— THE PROBLEM —
Across the listing below, count the lines that mention the string "white". Reply with the figure only.

— DATA —
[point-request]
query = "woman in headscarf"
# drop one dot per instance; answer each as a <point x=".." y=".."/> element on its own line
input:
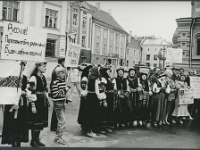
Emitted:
<point x="107" y="119"/>
<point x="171" y="95"/>
<point x="144" y="98"/>
<point x="38" y="107"/>
<point x="132" y="83"/>
<point x="181" y="110"/>
<point x="84" y="92"/>
<point x="92" y="102"/>
<point x="123" y="103"/>
<point x="15" y="128"/>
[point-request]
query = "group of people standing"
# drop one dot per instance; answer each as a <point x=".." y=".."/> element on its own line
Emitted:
<point x="106" y="102"/>
<point x="140" y="99"/>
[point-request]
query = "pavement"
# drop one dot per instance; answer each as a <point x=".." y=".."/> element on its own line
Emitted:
<point x="168" y="136"/>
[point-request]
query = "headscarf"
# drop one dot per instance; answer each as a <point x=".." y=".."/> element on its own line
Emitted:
<point x="93" y="73"/>
<point x="85" y="71"/>
<point x="103" y="73"/>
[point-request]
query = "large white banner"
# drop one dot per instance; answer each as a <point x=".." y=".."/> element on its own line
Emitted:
<point x="195" y="84"/>
<point x="21" y="42"/>
<point x="174" y="55"/>
<point x="72" y="55"/>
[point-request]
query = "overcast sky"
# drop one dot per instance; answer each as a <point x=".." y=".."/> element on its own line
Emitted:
<point x="148" y="18"/>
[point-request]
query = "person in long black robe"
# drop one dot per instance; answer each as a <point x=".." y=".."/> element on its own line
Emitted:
<point x="15" y="130"/>
<point x="84" y="82"/>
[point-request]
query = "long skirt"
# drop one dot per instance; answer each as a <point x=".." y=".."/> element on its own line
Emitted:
<point x="39" y="120"/>
<point x="91" y="112"/>
<point x="106" y="117"/>
<point x="154" y="106"/>
<point x="15" y="130"/>
<point x="122" y="110"/>
<point x="54" y="121"/>
<point x="162" y="106"/>
<point x="81" y="110"/>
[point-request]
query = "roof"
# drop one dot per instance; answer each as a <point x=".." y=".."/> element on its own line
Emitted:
<point x="156" y="41"/>
<point x="134" y="43"/>
<point x="106" y="18"/>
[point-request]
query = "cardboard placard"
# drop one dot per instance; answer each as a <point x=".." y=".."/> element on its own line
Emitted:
<point x="72" y="55"/>
<point x="21" y="42"/>
<point x="186" y="96"/>
<point x="195" y="84"/>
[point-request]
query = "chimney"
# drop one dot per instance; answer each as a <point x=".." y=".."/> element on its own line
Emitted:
<point x="98" y="6"/>
<point x="109" y="11"/>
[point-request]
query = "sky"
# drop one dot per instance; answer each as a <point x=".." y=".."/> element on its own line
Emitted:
<point x="148" y="18"/>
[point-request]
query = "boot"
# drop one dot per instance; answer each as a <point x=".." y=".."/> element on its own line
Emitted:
<point x="38" y="140"/>
<point x="34" y="143"/>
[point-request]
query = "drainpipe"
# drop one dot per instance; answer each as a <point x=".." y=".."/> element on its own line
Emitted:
<point x="191" y="42"/>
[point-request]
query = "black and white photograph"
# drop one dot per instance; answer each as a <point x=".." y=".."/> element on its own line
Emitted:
<point x="100" y="74"/>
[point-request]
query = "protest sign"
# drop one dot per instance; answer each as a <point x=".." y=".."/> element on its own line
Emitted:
<point x="195" y="84"/>
<point x="72" y="55"/>
<point x="174" y="55"/>
<point x="21" y="42"/>
<point x="144" y="70"/>
<point x="186" y="96"/>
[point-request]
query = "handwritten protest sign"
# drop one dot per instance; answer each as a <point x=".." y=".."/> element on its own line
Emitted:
<point x="21" y="42"/>
<point x="72" y="55"/>
<point x="186" y="96"/>
<point x="195" y="84"/>
<point x="144" y="70"/>
<point x="174" y="55"/>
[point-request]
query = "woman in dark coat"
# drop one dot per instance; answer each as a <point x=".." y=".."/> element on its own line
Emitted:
<point x="38" y="103"/>
<point x="84" y="84"/>
<point x="106" y="116"/>
<point x="92" y="102"/>
<point x="15" y="128"/>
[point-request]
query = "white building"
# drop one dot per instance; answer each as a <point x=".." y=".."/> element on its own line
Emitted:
<point x="150" y="50"/>
<point x="48" y="15"/>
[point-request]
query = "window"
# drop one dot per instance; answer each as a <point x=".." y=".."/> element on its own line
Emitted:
<point x="198" y="46"/>
<point x="127" y="51"/>
<point x="10" y="10"/>
<point x="73" y="38"/>
<point x="97" y="39"/>
<point x="84" y="25"/>
<point x="148" y="64"/>
<point x="75" y="19"/>
<point x="83" y="41"/>
<point x="147" y="57"/>
<point x="183" y="44"/>
<point x="50" y="48"/>
<point x="155" y="57"/>
<point x="51" y="18"/>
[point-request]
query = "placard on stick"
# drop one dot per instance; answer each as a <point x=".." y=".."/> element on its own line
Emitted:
<point x="21" y="42"/>
<point x="72" y="55"/>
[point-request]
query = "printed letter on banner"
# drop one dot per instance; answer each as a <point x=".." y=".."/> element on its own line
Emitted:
<point x="21" y="42"/>
<point x="72" y="55"/>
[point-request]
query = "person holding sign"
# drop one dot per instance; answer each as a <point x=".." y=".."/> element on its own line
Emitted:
<point x="15" y="124"/>
<point x="181" y="110"/>
<point x="38" y="107"/>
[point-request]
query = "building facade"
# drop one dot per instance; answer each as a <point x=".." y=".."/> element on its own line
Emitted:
<point x="47" y="15"/>
<point x="133" y="51"/>
<point x="108" y="38"/>
<point x="80" y="26"/>
<point x="187" y="37"/>
<point x="150" y="49"/>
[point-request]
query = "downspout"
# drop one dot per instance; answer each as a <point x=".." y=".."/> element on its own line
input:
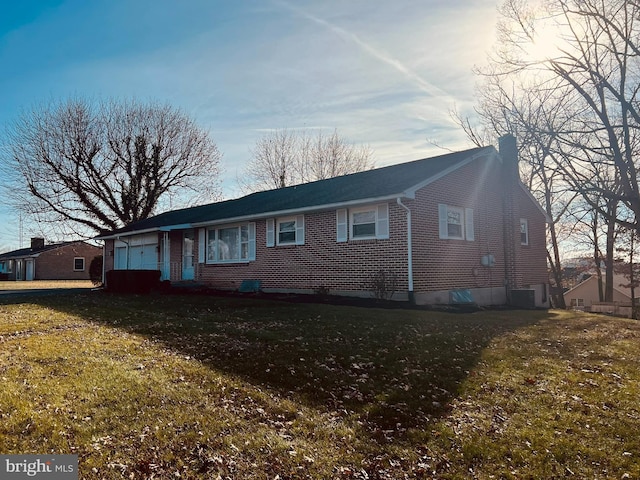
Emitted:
<point x="409" y="251"/>
<point x="104" y="261"/>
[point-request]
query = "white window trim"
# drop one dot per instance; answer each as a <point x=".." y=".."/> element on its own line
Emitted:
<point x="466" y="224"/>
<point x="251" y="243"/>
<point x="84" y="264"/>
<point x="344" y="223"/>
<point x="525" y="222"/>
<point x="273" y="231"/>
<point x="280" y="221"/>
<point x="353" y="212"/>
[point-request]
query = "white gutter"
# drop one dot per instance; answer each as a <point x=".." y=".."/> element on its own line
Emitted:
<point x="296" y="211"/>
<point x="409" y="249"/>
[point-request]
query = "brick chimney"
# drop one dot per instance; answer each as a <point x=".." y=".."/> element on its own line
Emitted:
<point x="510" y="178"/>
<point x="37" y="243"/>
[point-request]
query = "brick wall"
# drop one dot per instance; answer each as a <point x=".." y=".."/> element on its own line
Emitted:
<point x="438" y="264"/>
<point x="58" y="264"/>
<point x="530" y="260"/>
<point x="442" y="264"/>
<point x="321" y="262"/>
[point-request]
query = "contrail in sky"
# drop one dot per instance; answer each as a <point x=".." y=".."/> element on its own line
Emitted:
<point x="421" y="83"/>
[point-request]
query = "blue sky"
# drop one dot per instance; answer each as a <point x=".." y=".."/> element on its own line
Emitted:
<point x="383" y="73"/>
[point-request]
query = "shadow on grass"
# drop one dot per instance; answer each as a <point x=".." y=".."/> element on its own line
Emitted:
<point x="394" y="369"/>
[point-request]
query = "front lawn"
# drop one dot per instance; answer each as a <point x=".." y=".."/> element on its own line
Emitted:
<point x="207" y="387"/>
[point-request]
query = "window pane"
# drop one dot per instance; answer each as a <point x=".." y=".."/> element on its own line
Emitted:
<point x="454" y="231"/>
<point x="287" y="232"/>
<point x="454" y="222"/>
<point x="454" y="217"/>
<point x="363" y="224"/>
<point x="211" y="246"/>
<point x="364" y="217"/>
<point x="364" y="230"/>
<point x="228" y="244"/>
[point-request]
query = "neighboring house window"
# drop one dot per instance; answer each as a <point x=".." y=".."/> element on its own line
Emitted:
<point x="78" y="264"/>
<point x="362" y="223"/>
<point x="231" y="244"/>
<point x="524" y="231"/>
<point x="455" y="222"/>
<point x="285" y="231"/>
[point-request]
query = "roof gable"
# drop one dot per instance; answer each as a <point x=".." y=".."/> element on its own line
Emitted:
<point x="376" y="184"/>
<point x="28" y="252"/>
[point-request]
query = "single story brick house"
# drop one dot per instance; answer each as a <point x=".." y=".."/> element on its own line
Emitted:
<point x="57" y="261"/>
<point x="456" y="223"/>
<point x="585" y="294"/>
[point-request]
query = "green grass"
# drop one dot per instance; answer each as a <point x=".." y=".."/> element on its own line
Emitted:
<point x="206" y="387"/>
<point x="44" y="284"/>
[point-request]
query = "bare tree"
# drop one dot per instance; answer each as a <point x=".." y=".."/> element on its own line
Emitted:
<point x="283" y="158"/>
<point x="97" y="166"/>
<point x="594" y="66"/>
<point x="527" y="114"/>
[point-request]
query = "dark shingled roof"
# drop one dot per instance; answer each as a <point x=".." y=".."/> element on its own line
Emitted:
<point x="382" y="182"/>
<point x="27" y="252"/>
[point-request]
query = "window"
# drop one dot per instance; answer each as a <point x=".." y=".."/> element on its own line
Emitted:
<point x="524" y="231"/>
<point x="577" y="302"/>
<point x="231" y="244"/>
<point x="285" y="231"/>
<point x="78" y="264"/>
<point x="363" y="223"/>
<point x="455" y="223"/>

— RESULT FOR THIS EXERCISE —
5